Work to be completed
Locate the line that contains "--target blue sky". Print it and every subsequent line through the final line of the records, exactly and only those.

-- START --

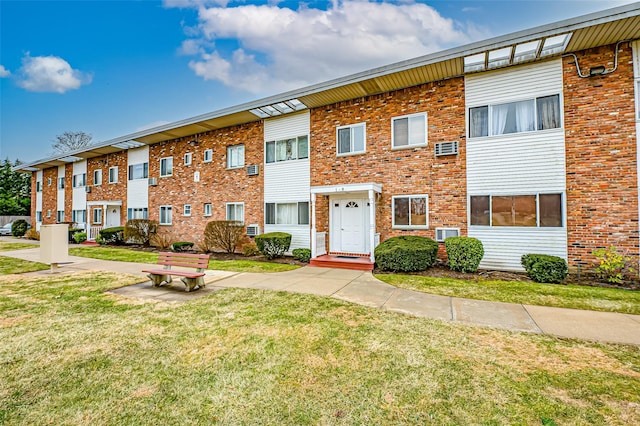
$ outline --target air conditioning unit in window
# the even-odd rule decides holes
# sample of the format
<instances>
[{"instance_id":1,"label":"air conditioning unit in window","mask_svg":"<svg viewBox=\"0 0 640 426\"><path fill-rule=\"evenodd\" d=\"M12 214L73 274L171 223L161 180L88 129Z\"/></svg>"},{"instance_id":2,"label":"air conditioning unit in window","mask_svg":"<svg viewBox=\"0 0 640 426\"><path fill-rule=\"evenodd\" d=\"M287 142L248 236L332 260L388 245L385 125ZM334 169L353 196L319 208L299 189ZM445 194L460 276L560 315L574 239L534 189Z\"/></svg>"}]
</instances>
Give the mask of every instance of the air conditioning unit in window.
<instances>
[{"instance_id":1,"label":"air conditioning unit in window","mask_svg":"<svg viewBox=\"0 0 640 426\"><path fill-rule=\"evenodd\" d=\"M260 235L260 227L258 225L247 226L247 236L255 237L256 235Z\"/></svg>"},{"instance_id":2,"label":"air conditioning unit in window","mask_svg":"<svg viewBox=\"0 0 640 426\"><path fill-rule=\"evenodd\" d=\"M257 164L253 166L247 166L247 175L256 176L260 172L260 166Z\"/></svg>"},{"instance_id":3,"label":"air conditioning unit in window","mask_svg":"<svg viewBox=\"0 0 640 426\"><path fill-rule=\"evenodd\" d=\"M436 241L443 243L449 237L459 237L460 230L458 228L436 228Z\"/></svg>"},{"instance_id":4,"label":"air conditioning unit in window","mask_svg":"<svg viewBox=\"0 0 640 426\"><path fill-rule=\"evenodd\" d=\"M456 155L458 153L458 141L440 142L436 144L436 157L441 155Z\"/></svg>"}]
</instances>

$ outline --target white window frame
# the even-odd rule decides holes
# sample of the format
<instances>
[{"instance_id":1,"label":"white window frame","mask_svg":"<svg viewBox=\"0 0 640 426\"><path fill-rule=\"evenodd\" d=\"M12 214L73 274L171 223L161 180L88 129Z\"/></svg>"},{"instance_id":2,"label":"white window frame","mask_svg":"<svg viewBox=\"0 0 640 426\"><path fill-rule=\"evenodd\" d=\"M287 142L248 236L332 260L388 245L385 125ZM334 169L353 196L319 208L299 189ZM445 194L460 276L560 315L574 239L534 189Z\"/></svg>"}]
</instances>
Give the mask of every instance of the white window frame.
<instances>
[{"instance_id":1,"label":"white window frame","mask_svg":"<svg viewBox=\"0 0 640 426\"><path fill-rule=\"evenodd\" d=\"M102 224L102 207L96 207L93 209L91 223L93 223L94 225Z\"/></svg>"},{"instance_id":2,"label":"white window frame","mask_svg":"<svg viewBox=\"0 0 640 426\"><path fill-rule=\"evenodd\" d=\"M415 117L424 117L424 141L420 141L419 143L411 143L411 126L408 125L407 126L407 145L400 145L400 146L396 146L396 140L395 140L395 123L396 121L399 120L403 120L403 119L407 119L408 123L411 121L412 118ZM427 146L429 144L429 122L428 122L428 117L427 117L427 113L426 112L418 112L415 114L407 114L407 115L401 115L398 117L393 117L391 118L391 149L392 150L396 150L396 149L412 149L412 148L417 148L417 147L423 147L423 146Z\"/></svg>"},{"instance_id":3,"label":"white window frame","mask_svg":"<svg viewBox=\"0 0 640 426\"><path fill-rule=\"evenodd\" d=\"M358 128L362 128L362 150L361 151L354 150L354 130ZM349 151L340 152L340 130L346 130L346 129L349 129ZM336 155L338 157L364 154L365 152L367 152L367 124L366 123L356 123L356 124L350 124L348 126L336 127Z\"/></svg>"},{"instance_id":4,"label":"white window frame","mask_svg":"<svg viewBox=\"0 0 640 426\"><path fill-rule=\"evenodd\" d=\"M102 169L96 169L93 171L93 184L95 186L102 185Z\"/></svg>"},{"instance_id":5,"label":"white window frame","mask_svg":"<svg viewBox=\"0 0 640 426\"><path fill-rule=\"evenodd\" d=\"M234 215L237 214L238 207L242 207L242 220L239 219L230 219L229 218L229 208L233 207L235 212ZM236 222L244 223L244 203L226 203L225 205L225 218L226 220L235 220Z\"/></svg>"},{"instance_id":6,"label":"white window frame","mask_svg":"<svg viewBox=\"0 0 640 426\"><path fill-rule=\"evenodd\" d=\"M109 167L109 183L118 183L118 166Z\"/></svg>"},{"instance_id":7,"label":"white window frame","mask_svg":"<svg viewBox=\"0 0 640 426\"><path fill-rule=\"evenodd\" d=\"M160 216L158 217L158 223L160 225L171 225L171 224L173 224L173 206L171 204L165 204L165 205L160 206L159 210L160 210ZM163 211L165 212L164 213L164 216L165 216L164 222L163 222L163 217L162 217L163 216L163 214L162 214ZM169 221L168 222L166 221L167 214L169 215Z\"/></svg>"},{"instance_id":8,"label":"white window frame","mask_svg":"<svg viewBox=\"0 0 640 426\"><path fill-rule=\"evenodd\" d=\"M400 198L409 199L409 224L408 225L396 225L396 200ZM412 198L424 198L425 206L427 209L426 219L424 225L412 225L411 224L411 199ZM407 195L394 195L391 197L391 223L393 229L429 229L429 195L428 194L407 194Z\"/></svg>"},{"instance_id":9,"label":"white window frame","mask_svg":"<svg viewBox=\"0 0 640 426\"><path fill-rule=\"evenodd\" d=\"M165 164L164 166L164 174L162 174L162 169L163 166L162 164ZM167 173L167 170L169 170L169 173ZM160 177L169 177L169 176L173 176L173 157L164 157L160 159Z\"/></svg>"},{"instance_id":10,"label":"white window frame","mask_svg":"<svg viewBox=\"0 0 640 426\"><path fill-rule=\"evenodd\" d=\"M242 156L237 152L242 152ZM238 163L232 163L232 160L241 158ZM244 145L232 145L227 147L227 169L241 169L244 167Z\"/></svg>"}]
</instances>

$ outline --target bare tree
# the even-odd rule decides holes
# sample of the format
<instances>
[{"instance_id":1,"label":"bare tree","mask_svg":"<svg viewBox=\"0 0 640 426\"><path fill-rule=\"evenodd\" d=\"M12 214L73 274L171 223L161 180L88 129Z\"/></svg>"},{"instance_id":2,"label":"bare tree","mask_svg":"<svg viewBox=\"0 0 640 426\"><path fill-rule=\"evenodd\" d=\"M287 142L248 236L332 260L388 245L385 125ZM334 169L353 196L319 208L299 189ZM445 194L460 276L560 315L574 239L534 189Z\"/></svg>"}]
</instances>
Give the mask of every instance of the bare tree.
<instances>
[{"instance_id":1,"label":"bare tree","mask_svg":"<svg viewBox=\"0 0 640 426\"><path fill-rule=\"evenodd\" d=\"M52 148L56 153L73 151L91 143L91 135L85 132L64 132L56 136Z\"/></svg>"}]
</instances>

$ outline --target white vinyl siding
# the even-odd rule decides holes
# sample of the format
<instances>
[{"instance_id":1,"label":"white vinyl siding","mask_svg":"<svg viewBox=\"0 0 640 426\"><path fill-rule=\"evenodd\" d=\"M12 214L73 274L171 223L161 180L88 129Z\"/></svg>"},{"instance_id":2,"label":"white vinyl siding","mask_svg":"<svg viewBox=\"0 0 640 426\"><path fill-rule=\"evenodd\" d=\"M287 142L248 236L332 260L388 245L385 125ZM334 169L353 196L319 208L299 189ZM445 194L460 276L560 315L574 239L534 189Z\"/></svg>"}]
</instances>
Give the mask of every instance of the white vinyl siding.
<instances>
[{"instance_id":1,"label":"white vinyl siding","mask_svg":"<svg viewBox=\"0 0 640 426\"><path fill-rule=\"evenodd\" d=\"M264 122L264 140L276 141L309 135L308 111L288 114ZM311 141L307 139L308 145ZM266 161L266 158L265 158ZM279 161L264 166L264 201L266 203L309 202L311 173L309 159ZM290 250L311 247L308 225L265 225L264 232L291 234Z\"/></svg>"},{"instance_id":2,"label":"white vinyl siding","mask_svg":"<svg viewBox=\"0 0 640 426\"><path fill-rule=\"evenodd\" d=\"M562 111L562 93L561 59L465 77L467 108L560 94ZM566 193L562 128L468 138L466 144L469 196ZM468 235L484 245L481 268L520 271L527 253L567 259L566 226L470 225Z\"/></svg>"}]
</instances>

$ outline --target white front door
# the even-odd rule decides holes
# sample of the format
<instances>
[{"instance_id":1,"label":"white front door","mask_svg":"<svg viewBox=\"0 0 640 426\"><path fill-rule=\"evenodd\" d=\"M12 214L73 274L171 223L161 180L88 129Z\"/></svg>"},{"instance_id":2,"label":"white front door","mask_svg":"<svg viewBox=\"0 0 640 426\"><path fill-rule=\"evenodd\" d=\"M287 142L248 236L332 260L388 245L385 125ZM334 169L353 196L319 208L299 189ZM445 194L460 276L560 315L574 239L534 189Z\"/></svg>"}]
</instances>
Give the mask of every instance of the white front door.
<instances>
[{"instance_id":1,"label":"white front door","mask_svg":"<svg viewBox=\"0 0 640 426\"><path fill-rule=\"evenodd\" d=\"M331 251L367 252L367 200L349 198L332 200Z\"/></svg>"}]
</instances>

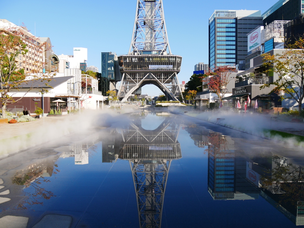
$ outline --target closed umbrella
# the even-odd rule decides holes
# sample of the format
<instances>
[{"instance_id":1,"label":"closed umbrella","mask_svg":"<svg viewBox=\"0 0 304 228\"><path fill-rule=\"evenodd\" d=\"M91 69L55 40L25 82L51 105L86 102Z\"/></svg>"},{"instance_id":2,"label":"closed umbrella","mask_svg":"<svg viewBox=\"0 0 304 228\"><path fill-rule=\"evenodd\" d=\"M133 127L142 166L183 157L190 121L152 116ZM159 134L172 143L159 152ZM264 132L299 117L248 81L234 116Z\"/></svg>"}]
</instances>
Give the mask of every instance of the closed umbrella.
<instances>
[{"instance_id":1,"label":"closed umbrella","mask_svg":"<svg viewBox=\"0 0 304 228\"><path fill-rule=\"evenodd\" d=\"M250 102L251 100L250 98L249 98L249 95L248 95L248 98L247 98L247 107L249 107L250 106Z\"/></svg>"},{"instance_id":2,"label":"closed umbrella","mask_svg":"<svg viewBox=\"0 0 304 228\"><path fill-rule=\"evenodd\" d=\"M237 100L237 108L241 108L241 104L240 104L240 101L239 100Z\"/></svg>"},{"instance_id":3,"label":"closed umbrella","mask_svg":"<svg viewBox=\"0 0 304 228\"><path fill-rule=\"evenodd\" d=\"M257 108L257 100L255 100L255 103L254 104L254 108Z\"/></svg>"}]
</instances>

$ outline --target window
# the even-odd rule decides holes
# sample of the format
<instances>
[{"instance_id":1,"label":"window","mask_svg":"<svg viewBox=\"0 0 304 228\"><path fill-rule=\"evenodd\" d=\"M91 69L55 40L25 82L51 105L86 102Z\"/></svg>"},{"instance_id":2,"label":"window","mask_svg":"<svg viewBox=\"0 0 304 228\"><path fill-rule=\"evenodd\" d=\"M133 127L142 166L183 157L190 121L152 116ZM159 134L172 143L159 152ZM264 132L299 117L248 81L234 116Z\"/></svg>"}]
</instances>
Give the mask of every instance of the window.
<instances>
[{"instance_id":1,"label":"window","mask_svg":"<svg viewBox=\"0 0 304 228\"><path fill-rule=\"evenodd\" d=\"M218 59L216 60L217 62L228 62L230 63L233 63L235 62L235 59Z\"/></svg>"},{"instance_id":2,"label":"window","mask_svg":"<svg viewBox=\"0 0 304 228\"><path fill-rule=\"evenodd\" d=\"M217 44L234 44L235 45L235 41L216 41Z\"/></svg>"},{"instance_id":3,"label":"window","mask_svg":"<svg viewBox=\"0 0 304 228\"><path fill-rule=\"evenodd\" d=\"M235 24L217 24L218 27L235 27Z\"/></svg>"},{"instance_id":4,"label":"window","mask_svg":"<svg viewBox=\"0 0 304 228\"><path fill-rule=\"evenodd\" d=\"M235 55L216 55L217 58L235 58Z\"/></svg>"},{"instance_id":5,"label":"window","mask_svg":"<svg viewBox=\"0 0 304 228\"><path fill-rule=\"evenodd\" d=\"M218 40L235 40L235 37L225 37L224 36L218 36L216 37L216 39Z\"/></svg>"},{"instance_id":6,"label":"window","mask_svg":"<svg viewBox=\"0 0 304 228\"><path fill-rule=\"evenodd\" d=\"M216 48L218 49L235 49L235 46L224 46L223 45L223 46L220 46L218 45L216 46Z\"/></svg>"},{"instance_id":7,"label":"window","mask_svg":"<svg viewBox=\"0 0 304 228\"><path fill-rule=\"evenodd\" d=\"M216 19L217 22L223 22L224 23L235 23L235 19Z\"/></svg>"},{"instance_id":8,"label":"window","mask_svg":"<svg viewBox=\"0 0 304 228\"><path fill-rule=\"evenodd\" d=\"M216 63L217 66L235 66L235 63ZM225 155L225 157L228 156Z\"/></svg>"},{"instance_id":9,"label":"window","mask_svg":"<svg viewBox=\"0 0 304 228\"><path fill-rule=\"evenodd\" d=\"M235 53L235 50L218 50L217 53Z\"/></svg>"},{"instance_id":10,"label":"window","mask_svg":"<svg viewBox=\"0 0 304 228\"><path fill-rule=\"evenodd\" d=\"M218 28L216 31L223 31L224 32L235 32L235 28Z\"/></svg>"},{"instance_id":11,"label":"window","mask_svg":"<svg viewBox=\"0 0 304 228\"><path fill-rule=\"evenodd\" d=\"M216 158L216 162L234 162L234 158Z\"/></svg>"},{"instance_id":12,"label":"window","mask_svg":"<svg viewBox=\"0 0 304 228\"><path fill-rule=\"evenodd\" d=\"M216 32L217 36L235 36L235 32Z\"/></svg>"},{"instance_id":13,"label":"window","mask_svg":"<svg viewBox=\"0 0 304 228\"><path fill-rule=\"evenodd\" d=\"M234 182L233 180L216 180L216 183L231 183Z\"/></svg>"},{"instance_id":14,"label":"window","mask_svg":"<svg viewBox=\"0 0 304 228\"><path fill-rule=\"evenodd\" d=\"M217 167L217 170L233 170L234 169L234 167Z\"/></svg>"}]
</instances>

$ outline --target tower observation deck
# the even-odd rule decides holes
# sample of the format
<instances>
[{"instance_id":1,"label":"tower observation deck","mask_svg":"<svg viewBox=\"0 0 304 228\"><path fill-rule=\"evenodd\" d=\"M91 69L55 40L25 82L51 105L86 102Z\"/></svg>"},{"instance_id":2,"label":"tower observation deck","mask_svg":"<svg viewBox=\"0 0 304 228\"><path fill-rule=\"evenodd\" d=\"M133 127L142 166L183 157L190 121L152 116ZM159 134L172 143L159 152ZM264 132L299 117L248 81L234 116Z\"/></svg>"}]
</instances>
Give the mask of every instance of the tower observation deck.
<instances>
[{"instance_id":1,"label":"tower observation deck","mask_svg":"<svg viewBox=\"0 0 304 228\"><path fill-rule=\"evenodd\" d=\"M147 84L173 100L181 94L177 74L182 57L171 53L162 5L162 0L137 0L129 53L118 57L123 77L118 95L123 102Z\"/></svg>"}]
</instances>

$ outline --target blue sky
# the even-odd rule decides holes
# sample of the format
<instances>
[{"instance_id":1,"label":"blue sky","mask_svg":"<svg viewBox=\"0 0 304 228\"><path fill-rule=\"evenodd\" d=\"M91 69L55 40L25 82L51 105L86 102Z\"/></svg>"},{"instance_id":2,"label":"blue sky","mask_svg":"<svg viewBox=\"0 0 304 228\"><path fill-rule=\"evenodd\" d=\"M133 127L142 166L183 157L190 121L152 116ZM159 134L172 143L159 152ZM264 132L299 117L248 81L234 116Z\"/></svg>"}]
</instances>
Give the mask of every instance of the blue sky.
<instances>
[{"instance_id":1,"label":"blue sky","mask_svg":"<svg viewBox=\"0 0 304 228\"><path fill-rule=\"evenodd\" d=\"M163 0L171 51L183 57L178 75L180 83L188 80L195 64L208 63L208 19L215 10L260 10L263 13L277 1ZM57 55L72 55L74 47L88 48L88 66L100 69L101 52L127 53L136 2L2 1L0 18L17 25L24 23L33 34L36 22L36 35L49 37ZM161 91L147 85L142 92L157 95Z\"/></svg>"}]
</instances>

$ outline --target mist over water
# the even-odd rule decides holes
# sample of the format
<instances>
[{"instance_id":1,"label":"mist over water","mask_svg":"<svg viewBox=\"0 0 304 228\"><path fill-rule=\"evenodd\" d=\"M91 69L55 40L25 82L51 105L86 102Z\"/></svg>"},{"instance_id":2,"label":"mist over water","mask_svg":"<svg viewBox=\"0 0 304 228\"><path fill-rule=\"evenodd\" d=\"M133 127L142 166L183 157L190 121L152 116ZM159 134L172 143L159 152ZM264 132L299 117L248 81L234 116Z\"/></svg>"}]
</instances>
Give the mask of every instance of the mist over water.
<instances>
[{"instance_id":1,"label":"mist over water","mask_svg":"<svg viewBox=\"0 0 304 228\"><path fill-rule=\"evenodd\" d=\"M86 112L18 141L0 160L0 224L304 224L303 149L258 137L267 117L171 111Z\"/></svg>"}]
</instances>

-- END --

The output
$ outline --target blue sky
# the even-odd rule decides holes
# sample of the format
<instances>
[{"instance_id":1,"label":"blue sky","mask_svg":"<svg viewBox=\"0 0 304 228\"><path fill-rule=\"evenodd\" d=\"M91 69L55 40L25 82L51 105L86 102Z\"/></svg>"},{"instance_id":2,"label":"blue sky","mask_svg":"<svg viewBox=\"0 0 304 228\"><path fill-rule=\"evenodd\" d=\"M133 127L142 166L183 157L190 121L152 116ZM159 134L172 143L159 152ZM264 132L299 117L248 81L234 116Z\"/></svg>"}]
</instances>
Give the mask of every instance of the blue sky.
<instances>
[{"instance_id":1,"label":"blue sky","mask_svg":"<svg viewBox=\"0 0 304 228\"><path fill-rule=\"evenodd\" d=\"M163 0L171 51L183 57L178 75L180 83L188 80L195 64L208 63L208 19L215 10L260 10L263 13L277 1ZM57 55L72 55L74 47L88 48L88 66L100 69L101 52L127 53L136 2L2 1L0 18L17 25L24 23L33 34L36 22L36 35L49 37ZM161 91L147 85L142 92L157 95Z\"/></svg>"}]
</instances>

$ outline --target mist over water
# the even-odd rule decides holes
# sample of the format
<instances>
[{"instance_id":1,"label":"mist over water","mask_svg":"<svg viewBox=\"0 0 304 228\"><path fill-rule=\"evenodd\" d=\"M91 69L55 40L25 82L51 105L86 102Z\"/></svg>"},{"instance_id":2,"label":"mist over water","mask_svg":"<svg viewBox=\"0 0 304 228\"><path fill-rule=\"evenodd\" d=\"M133 127L142 166L183 157L190 121L152 116ZM159 134L172 143L159 152ZM264 132L299 117L248 81L234 116Z\"/></svg>"}]
</instances>
Give the mask of every instance of the mist over water.
<instances>
[{"instance_id":1,"label":"mist over water","mask_svg":"<svg viewBox=\"0 0 304 228\"><path fill-rule=\"evenodd\" d=\"M86 112L18 141L0 160L0 224L304 224L303 149L258 137L267 117L171 111Z\"/></svg>"}]
</instances>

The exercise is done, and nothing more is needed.